* Task statement: The records, repeated exactly and in full, are the expected answer.

* Given records:
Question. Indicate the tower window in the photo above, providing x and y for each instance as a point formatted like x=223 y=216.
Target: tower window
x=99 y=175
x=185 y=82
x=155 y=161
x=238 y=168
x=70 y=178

* Reply:
Question. Indicate the tower window in the photo above, providing x and y for each instance as a point formatted like x=223 y=216.
Target: tower window
x=99 y=175
x=185 y=82
x=155 y=161
x=238 y=168
x=70 y=178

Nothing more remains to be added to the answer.